次の骨粗鬆症についての文章によると、日本にはこの病気の患者が約何人いるといわれていますか。

* _文書抜粋_:
————

骨粗鬆症(こつそしょうしょう)とは、骨の強度が低下し骨折のリスクが増えてしまう病気です。
閉経後の女性や高齢の男性の患者数が多いと言われていますが、若い人でも栄養不足や運動不足などによって発症することがあります。
日本には約1000万人以上の患者さんがいるといわれており、高齢化に伴ってその数は増加傾向にあります。
骨粗鬆症の症状と、早めに始めたい骨粗鬆症対策について内科医に聞いてみました。
骨粗鬆症の原因
骨は絶えず新陳代謝を繰り返しており古い骨は壊され、新しい骨に作り変えられています。
私たちの体は、血液中のカルシウム量を一定に保とうとするため、食事からとり入れるカルシウムが不足すると、骨からカルシウムを取り出して補っています。
しかし、極端なダイエットによる慢性的なカルシウム不足・加齢・運動不足などによって、壊される骨が新しく作られる骨の量を上回ると、骨がスカスカの状態となって骨粗鬆症になってしまいます。
骨粗鬆症の症状
骨粗鬆症になっても、痛みはないのが普通です。
しかし、転ぶなどのちょっとしたはずみで骨折しやすくなります。
骨折が生じやすい部位は、せぼね(脊椎の圧迫骨折)、手首の骨(橈骨遠位端骨折)、太ももの付け根の骨(大腿骨頚部骨折)などです。
骨折が生じると、その部分が痛くなり動けなくなります。
また、背中や腰が痛くなった後に、丸くなったり身長が縮んだりしています。
骨粗鬆症は、加齢や長年の生活習慣によって徐々に進行します。
背中や腰が痛むようになって骨粗鬆症と医師に診断されるケースが多く、治療が難しいのが特徴です。
骨粗鬆症の主な症状は下記のとおりです。
- 立ち上がる時や重い物を持つ時に背中や腰が痛む
- 背中や腰が曲がる
- 身長が縮んでくる
- 背中や腰の痛みがひどくなり寝込む
- 転んだだけで骨折する
骨粗鬆症予防対策
骨粗鬆症は、女性に多く見られる病気と言われています。

————

保存済みの記録
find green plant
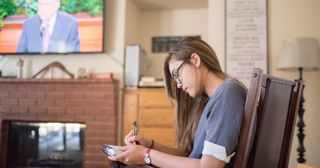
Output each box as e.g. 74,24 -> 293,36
0,0 -> 16,29
79,0 -> 103,16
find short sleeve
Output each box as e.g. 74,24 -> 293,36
202,82 -> 246,163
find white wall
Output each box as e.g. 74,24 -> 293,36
209,0 -> 320,168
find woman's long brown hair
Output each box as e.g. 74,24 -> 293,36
164,37 -> 226,156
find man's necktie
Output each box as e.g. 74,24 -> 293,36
42,25 -> 50,52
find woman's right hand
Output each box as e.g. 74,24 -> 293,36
124,130 -> 152,148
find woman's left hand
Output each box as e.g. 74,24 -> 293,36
108,144 -> 147,165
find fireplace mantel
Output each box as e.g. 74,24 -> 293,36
0,78 -> 118,168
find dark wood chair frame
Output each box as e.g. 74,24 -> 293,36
234,68 -> 303,168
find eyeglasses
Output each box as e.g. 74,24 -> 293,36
171,61 -> 185,85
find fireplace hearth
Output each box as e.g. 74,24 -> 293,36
0,78 -> 118,168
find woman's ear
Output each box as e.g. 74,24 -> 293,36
190,53 -> 201,67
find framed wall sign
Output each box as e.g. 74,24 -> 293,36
226,0 -> 268,86
152,36 -> 201,53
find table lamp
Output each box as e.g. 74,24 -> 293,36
277,38 -> 320,163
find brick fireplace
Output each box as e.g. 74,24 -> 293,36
0,78 -> 118,168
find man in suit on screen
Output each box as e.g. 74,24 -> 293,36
17,0 -> 80,53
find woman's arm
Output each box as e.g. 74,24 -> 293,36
151,140 -> 184,156
150,150 -> 226,168
124,130 -> 184,156
109,145 -> 226,168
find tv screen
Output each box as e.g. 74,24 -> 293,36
0,0 -> 105,54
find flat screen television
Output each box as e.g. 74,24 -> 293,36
0,0 -> 105,55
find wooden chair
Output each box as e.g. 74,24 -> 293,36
234,69 -> 303,168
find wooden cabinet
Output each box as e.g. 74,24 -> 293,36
122,88 -> 175,147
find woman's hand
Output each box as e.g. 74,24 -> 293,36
124,130 -> 152,148
108,144 -> 147,165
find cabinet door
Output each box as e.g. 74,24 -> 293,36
121,93 -> 139,142
139,89 -> 173,108
140,127 -> 176,147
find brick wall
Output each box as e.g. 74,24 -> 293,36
0,79 -> 118,168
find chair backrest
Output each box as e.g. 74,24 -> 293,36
234,69 -> 303,168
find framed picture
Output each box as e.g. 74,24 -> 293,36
225,0 -> 268,86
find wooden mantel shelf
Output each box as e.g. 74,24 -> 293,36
0,78 -> 118,83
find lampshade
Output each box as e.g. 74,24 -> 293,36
278,38 -> 320,71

————

* _解答_: 約1000万人以上といわれています。